What needs to be done.
Copy the entries below, replacing "pile of timber" with "stack of logs" wherever it occurs and keeping everything else the same. Leave the pictures out of your copy.

Data for processing.

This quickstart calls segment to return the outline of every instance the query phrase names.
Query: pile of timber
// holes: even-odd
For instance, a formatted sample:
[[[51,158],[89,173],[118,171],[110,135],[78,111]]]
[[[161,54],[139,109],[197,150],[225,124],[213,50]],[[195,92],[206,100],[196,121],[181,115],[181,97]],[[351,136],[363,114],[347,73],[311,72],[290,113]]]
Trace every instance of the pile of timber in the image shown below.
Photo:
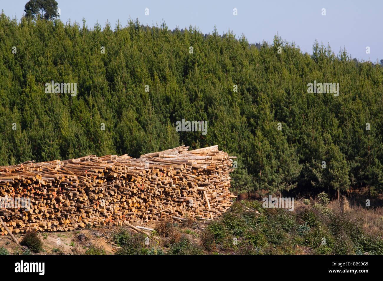
[[[30,200],[26,208],[9,203],[0,206],[5,224],[0,225],[0,234],[187,216],[213,220],[235,197],[229,189],[235,157],[219,151],[218,146],[188,148],[139,158],[88,155],[0,166],[0,197]]]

Full answer.
This quickstart calls segment to return the outline of every instance the query phrase names.
Query: stack of logs
// holes: even-odd
For instance, a formatted sample:
[[[51,158],[89,173],[118,171],[110,135],[78,111]]]
[[[161,54],[139,109],[197,150],[225,124],[213,50]],[[195,92],[206,100],[196,121],[181,115],[181,97]],[[351,136],[363,114],[347,73],[311,72],[290,113]]]
Trace every instance of the stack of logs in the image shown below.
Photo:
[[[30,200],[26,208],[9,203],[0,206],[5,224],[0,225],[0,234],[187,216],[213,220],[235,197],[229,189],[235,157],[219,151],[218,146],[188,148],[139,158],[88,155],[0,166],[0,197]]]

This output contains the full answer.